## Given text

----

In Miami Beach, where housing costs have skyrocketed since the COVID-19 pandemic and affordable units are scarce, a struggling nonprofit that controls more than a dozen low-income and elderly housing properties will turn over its entire portfolio to Miami-Dade County in hopes of keeping the buildings affordable.
Under a deal approved by the Miami-Dade Board of County Commissioners last week, the Miami Beach Community Development Corporation will transfer ownership of its 16 buildings, totaling 357 income-restricted units, to the county, which manages thousands of affordable units countywide.
The county will take on the nonprofit’s debt and set aside nearly $13 million for improvements to the buildings, which have faced sanitation and maintenance complaints in the past but seen only limited upgrades as the nonprofit has dealt with financial woes. The group’s portfolio includes 14 buildings in Miami Beach and two in the city of Miami, all of which will be legally transferred to the county by the end of this year.
As part of the arrangement, the county has agreed to maintain the buildings at their current levels of affordability. More than half of the tenants make less than $10,000 per year, according to the nonprofit, and more than 80% are elderly or disabled.
“It is a huge relief to know that the hundreds of residents living in these affordable buildings no longer need to worry about losing their homes in the midst of an affordable housing crisis,” County Commissioner Eileen Higgins, whose district includes part of Miami Beach, said in a statement. “When I met with the residents to tell them the news last week, they too were relieved.”
It’s a change years in the making.
In 2013, Miami Beach reviewed the organization’s finances and found serious irregularities, including evidence funds had been spent on unauthorized or ineligible activities. The executive director resigned, two city officials quit and a third was fired. Miami Beach was left on the hook for the misspent funds and negotiated a more than $1 million settlement with the U.S. Department of Housing and Urban Development.
After the scandal, the nonprofit stopped receiving government subsidies. It began offloading some assets to make ends meet — subtracting from, instead of adding to, the city’s affordable housing stock. Miami Beach took over five of its properties, and the group also sold some of its units at market rate. In 2018, the nonprofit transferred ownership of Madison Apartments, an affordable housing building in South Beach, to the county.

----

## Set of tasks
- 1) Answer from the Miami Beach housing article:
(a) How many buildings and income-restricted units is the nonprofit transferring to the county?
(b) How much money will the county set aside for improvements to the buildings?
(c) In what year did the nonprofit hand Madison Apartments over to the county?
- 2) Pick up the Miami Beach housing article after its final sentence and keep writing.
The records that come next have no connection to the Miami Beach housing article.

## Data provided
----

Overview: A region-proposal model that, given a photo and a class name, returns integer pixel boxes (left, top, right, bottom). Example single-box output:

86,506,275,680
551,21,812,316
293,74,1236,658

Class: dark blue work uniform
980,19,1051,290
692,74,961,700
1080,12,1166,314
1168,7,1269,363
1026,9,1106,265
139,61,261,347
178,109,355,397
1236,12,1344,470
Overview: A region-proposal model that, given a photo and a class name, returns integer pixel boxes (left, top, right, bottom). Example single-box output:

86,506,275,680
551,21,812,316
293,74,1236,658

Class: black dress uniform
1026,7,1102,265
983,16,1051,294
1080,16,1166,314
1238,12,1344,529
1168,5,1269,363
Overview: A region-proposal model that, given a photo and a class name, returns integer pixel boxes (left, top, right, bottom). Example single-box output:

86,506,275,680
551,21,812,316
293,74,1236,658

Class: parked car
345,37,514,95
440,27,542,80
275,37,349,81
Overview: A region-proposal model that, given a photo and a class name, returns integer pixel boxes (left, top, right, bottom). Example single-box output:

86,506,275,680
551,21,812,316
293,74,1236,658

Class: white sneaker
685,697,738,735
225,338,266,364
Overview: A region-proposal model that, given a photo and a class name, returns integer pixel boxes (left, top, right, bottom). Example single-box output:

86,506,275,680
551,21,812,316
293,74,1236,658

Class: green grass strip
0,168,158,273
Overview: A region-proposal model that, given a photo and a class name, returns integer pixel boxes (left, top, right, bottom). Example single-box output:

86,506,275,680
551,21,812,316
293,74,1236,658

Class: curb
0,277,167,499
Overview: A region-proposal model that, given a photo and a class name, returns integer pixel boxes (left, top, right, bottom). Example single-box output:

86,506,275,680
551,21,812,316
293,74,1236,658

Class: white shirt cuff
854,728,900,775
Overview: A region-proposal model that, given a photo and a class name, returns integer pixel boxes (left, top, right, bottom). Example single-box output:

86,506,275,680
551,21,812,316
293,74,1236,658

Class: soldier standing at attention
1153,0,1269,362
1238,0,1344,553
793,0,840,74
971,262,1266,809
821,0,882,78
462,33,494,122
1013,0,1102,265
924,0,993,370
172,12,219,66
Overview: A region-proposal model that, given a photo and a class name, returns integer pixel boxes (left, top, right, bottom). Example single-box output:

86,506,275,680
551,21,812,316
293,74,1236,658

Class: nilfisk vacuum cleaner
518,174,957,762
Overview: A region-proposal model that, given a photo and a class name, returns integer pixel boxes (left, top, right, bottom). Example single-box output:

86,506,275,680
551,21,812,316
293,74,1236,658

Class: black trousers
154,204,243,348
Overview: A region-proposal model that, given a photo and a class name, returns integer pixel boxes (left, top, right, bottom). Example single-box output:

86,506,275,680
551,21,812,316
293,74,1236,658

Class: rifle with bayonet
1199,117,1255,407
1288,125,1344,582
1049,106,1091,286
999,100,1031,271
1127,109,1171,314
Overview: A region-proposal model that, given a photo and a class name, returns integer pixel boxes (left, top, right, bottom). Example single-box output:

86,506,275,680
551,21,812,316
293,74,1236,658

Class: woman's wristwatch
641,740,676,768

----

## Answers by item
- 1)
(a) 16 buildings, totaling 357 income-restricted units.
(b) Nearly $13 million.
(c) 2018.

- 2)
The group tried to maintain control of its remaining properties, despite pressure from county officials. But ultimately, its leaders conceded the buildings and their residents would be better off under county control.
“We had exhausted all other options,” said Cristian Arango, the Community Development Corporation’s chief of operations and lone remaining staffer.
“What really matters is the tenants and fighting off gentrification in Miami Beach.” Miami Beach has repeatedly fallen short of its affordable housing goals. The city has about 2,000 units of income-restricted, subsidized housing, records show, shy of a 6,800-unit benchmark it set in 2017.
Arango said the loss of government funding, along with a failure to anticipate rising utilities and property insurance costs, contributed to the nonprofit’s limited ability to make a dent in the problem in recent years.
“You’re already running a building with very thin margins because your rents are so low,” Arango said. “Someone has to absorb additional costs, especially for rehabilitation projects.”
The Community Development Corporation will no longer own or manage affordable housing, though it’s not clear if it will cease to exist. The group will receive $350,000 plus closing costs from the county for the sale of two of its buildings, money Arango said will be put toward the community in a way that has yet to be decided.